• **REQUIREMENT**: Reproduce the lines below unchanged, starting with the line that contains "Highlight every diced" and stopping after the line that contains "[83,122,203,215]".

• **DATA LINES**:
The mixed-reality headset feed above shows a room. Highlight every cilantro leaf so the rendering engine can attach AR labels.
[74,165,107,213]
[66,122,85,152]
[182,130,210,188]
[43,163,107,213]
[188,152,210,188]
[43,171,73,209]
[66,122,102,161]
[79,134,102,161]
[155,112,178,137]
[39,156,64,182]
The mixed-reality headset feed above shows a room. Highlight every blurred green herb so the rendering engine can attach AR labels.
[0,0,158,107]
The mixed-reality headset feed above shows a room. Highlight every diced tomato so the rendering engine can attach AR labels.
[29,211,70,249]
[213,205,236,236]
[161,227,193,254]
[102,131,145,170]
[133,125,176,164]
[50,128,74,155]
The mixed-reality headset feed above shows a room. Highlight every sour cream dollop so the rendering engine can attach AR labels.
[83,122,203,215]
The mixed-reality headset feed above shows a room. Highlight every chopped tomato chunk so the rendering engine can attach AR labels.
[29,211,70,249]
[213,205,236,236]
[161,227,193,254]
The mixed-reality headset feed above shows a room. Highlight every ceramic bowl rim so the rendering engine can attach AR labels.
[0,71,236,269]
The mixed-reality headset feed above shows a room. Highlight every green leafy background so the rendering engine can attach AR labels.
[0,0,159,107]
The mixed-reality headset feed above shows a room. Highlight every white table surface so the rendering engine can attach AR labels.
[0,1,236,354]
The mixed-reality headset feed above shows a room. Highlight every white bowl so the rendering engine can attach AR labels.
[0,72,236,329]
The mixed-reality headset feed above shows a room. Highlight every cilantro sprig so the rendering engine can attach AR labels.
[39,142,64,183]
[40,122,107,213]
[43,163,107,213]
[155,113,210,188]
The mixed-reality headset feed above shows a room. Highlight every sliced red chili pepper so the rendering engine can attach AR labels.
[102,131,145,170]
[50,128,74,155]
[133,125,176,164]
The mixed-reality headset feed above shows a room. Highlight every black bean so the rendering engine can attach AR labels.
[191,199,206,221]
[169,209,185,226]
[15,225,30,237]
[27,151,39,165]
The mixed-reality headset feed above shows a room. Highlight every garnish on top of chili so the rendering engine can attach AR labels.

• **TASK SOLUTION**:
The mixed-reality headset feed above shows a room. Highlight every diced tomato so the rendering engine can attach AR labels.
[29,211,70,249]
[213,205,236,236]
[161,227,193,254]
[102,131,145,170]
[133,125,176,164]
[50,128,74,155]
The mixed-reality headset feed above shows a room. Highlight every sour cream dollop so the rendering engine can attach AR labels.
[83,122,203,215]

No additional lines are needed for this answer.